▶ PROMPT: Your task is to tally the lines of the listing containing the word "blade" and report the figure alone.
(ENTRIES SHOWN)
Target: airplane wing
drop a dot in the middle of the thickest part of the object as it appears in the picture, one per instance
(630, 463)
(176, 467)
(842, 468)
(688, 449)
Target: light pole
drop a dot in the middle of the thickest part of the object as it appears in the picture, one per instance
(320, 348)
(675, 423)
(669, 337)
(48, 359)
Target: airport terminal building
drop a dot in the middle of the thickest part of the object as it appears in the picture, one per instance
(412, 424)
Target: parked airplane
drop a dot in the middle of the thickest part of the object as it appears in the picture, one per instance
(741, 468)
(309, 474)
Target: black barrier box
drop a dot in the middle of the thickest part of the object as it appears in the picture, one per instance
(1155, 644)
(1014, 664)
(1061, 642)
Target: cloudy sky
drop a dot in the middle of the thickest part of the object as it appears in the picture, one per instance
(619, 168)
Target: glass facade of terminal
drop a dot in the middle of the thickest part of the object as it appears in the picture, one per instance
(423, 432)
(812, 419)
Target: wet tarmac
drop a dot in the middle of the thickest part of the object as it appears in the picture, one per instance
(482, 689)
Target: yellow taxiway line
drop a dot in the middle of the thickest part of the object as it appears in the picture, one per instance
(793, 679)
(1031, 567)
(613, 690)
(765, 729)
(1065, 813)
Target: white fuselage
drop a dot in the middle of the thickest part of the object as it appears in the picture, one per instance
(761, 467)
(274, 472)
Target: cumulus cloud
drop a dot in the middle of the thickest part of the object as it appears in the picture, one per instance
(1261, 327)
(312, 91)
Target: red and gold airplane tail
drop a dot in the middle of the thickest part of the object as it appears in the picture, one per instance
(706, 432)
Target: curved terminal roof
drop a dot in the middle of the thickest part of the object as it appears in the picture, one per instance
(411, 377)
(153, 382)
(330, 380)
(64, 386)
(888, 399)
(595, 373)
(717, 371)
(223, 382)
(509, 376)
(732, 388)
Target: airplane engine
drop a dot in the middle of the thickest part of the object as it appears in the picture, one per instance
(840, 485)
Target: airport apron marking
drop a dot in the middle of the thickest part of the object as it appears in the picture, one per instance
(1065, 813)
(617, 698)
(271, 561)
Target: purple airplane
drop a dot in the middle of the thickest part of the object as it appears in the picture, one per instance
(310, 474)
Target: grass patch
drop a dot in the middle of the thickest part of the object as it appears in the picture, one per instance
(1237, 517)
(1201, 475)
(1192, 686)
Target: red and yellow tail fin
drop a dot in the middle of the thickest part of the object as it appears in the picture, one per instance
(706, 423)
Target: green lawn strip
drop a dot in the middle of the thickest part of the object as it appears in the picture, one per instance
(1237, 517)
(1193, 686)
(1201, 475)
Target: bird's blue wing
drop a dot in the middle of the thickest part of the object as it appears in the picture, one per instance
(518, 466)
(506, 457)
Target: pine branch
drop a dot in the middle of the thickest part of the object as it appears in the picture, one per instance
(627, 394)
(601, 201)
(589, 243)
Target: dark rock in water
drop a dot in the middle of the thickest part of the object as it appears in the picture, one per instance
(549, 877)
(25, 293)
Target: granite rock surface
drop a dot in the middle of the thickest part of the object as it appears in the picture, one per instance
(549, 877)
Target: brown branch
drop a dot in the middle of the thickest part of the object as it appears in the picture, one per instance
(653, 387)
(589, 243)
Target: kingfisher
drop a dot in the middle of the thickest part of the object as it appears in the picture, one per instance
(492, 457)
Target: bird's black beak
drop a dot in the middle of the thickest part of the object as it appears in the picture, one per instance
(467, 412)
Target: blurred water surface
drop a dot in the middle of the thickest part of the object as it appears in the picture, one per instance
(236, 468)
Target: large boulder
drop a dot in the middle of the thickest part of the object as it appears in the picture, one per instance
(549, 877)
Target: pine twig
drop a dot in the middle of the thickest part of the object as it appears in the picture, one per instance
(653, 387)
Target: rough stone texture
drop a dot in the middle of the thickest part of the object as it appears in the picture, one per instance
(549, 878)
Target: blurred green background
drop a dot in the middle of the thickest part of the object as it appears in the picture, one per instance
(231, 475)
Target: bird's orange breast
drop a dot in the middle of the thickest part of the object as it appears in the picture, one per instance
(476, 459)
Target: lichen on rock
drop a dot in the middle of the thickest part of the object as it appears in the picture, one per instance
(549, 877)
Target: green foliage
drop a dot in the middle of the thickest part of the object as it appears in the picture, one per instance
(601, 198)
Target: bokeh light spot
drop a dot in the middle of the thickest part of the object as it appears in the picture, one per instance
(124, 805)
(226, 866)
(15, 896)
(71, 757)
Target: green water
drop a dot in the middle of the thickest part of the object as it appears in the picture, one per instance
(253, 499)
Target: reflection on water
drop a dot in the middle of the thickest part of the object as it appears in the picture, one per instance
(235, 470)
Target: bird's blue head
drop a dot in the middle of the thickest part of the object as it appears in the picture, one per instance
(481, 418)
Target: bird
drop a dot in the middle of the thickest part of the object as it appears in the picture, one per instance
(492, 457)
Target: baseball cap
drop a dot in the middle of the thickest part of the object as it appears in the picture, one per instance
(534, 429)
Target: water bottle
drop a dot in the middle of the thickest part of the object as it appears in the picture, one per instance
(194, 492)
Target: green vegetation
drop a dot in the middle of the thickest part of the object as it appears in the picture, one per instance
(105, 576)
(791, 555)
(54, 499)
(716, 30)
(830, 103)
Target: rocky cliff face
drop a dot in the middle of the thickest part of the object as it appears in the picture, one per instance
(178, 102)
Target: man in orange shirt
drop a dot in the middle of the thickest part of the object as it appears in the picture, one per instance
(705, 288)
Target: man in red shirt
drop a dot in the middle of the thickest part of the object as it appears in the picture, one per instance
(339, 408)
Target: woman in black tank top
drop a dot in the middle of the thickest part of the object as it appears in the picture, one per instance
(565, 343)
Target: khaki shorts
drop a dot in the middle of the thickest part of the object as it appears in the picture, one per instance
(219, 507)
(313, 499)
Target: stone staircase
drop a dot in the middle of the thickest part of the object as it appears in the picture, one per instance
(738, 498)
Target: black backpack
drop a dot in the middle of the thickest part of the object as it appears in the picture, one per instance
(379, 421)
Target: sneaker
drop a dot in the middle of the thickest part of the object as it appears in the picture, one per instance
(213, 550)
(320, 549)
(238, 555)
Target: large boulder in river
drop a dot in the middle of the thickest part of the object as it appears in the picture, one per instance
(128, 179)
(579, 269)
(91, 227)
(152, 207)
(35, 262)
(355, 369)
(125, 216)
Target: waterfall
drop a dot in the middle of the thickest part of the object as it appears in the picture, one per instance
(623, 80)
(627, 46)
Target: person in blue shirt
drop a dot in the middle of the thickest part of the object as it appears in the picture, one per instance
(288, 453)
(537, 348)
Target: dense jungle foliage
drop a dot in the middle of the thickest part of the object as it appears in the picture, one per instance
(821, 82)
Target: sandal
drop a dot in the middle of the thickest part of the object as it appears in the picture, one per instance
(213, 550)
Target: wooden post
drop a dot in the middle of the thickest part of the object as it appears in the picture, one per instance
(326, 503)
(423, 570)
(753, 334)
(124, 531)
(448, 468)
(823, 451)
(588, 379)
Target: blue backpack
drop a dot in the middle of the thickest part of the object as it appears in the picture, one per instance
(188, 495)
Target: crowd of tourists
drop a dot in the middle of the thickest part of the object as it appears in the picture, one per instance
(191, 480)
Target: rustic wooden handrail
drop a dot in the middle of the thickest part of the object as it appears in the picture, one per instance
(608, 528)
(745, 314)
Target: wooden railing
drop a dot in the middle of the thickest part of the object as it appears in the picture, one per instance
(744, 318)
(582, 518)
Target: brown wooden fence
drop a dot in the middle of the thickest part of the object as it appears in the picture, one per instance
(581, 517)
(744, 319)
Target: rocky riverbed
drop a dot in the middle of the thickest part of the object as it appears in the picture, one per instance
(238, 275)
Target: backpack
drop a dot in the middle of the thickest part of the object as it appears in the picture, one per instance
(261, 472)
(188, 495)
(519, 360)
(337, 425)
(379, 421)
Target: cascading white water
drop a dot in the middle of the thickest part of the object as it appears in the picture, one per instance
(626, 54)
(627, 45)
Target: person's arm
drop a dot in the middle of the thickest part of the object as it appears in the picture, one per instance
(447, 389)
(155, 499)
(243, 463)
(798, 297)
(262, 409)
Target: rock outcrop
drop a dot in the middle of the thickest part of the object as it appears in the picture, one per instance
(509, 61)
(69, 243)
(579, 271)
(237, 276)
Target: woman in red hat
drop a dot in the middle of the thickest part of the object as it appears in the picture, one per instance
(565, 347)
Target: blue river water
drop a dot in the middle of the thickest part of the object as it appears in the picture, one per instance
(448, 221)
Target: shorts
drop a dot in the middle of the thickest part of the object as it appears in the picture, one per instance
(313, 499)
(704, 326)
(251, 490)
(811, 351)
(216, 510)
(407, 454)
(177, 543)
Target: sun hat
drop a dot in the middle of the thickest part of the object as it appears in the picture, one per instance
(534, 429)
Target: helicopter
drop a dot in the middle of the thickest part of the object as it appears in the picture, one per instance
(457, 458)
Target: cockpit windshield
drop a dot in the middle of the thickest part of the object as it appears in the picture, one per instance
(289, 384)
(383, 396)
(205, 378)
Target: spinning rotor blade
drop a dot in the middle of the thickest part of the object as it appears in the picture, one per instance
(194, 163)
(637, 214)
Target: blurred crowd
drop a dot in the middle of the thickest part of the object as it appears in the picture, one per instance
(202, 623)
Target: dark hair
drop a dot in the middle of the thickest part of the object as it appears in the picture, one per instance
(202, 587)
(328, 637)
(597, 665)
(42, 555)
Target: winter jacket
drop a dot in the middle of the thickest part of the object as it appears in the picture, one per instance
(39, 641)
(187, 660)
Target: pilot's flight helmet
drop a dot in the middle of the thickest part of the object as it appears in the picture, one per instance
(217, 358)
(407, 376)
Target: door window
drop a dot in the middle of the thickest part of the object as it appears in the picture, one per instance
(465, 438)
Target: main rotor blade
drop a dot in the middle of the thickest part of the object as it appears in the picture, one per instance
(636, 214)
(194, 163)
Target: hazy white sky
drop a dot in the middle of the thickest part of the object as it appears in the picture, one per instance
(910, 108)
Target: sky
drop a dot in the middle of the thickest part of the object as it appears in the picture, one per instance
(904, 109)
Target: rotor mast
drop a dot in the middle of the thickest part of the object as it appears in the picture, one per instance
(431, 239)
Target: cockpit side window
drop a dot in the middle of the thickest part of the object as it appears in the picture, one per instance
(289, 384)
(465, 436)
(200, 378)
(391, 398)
(End ENTRIES SHOWN)
▶ THE COMPLETED TASK: 2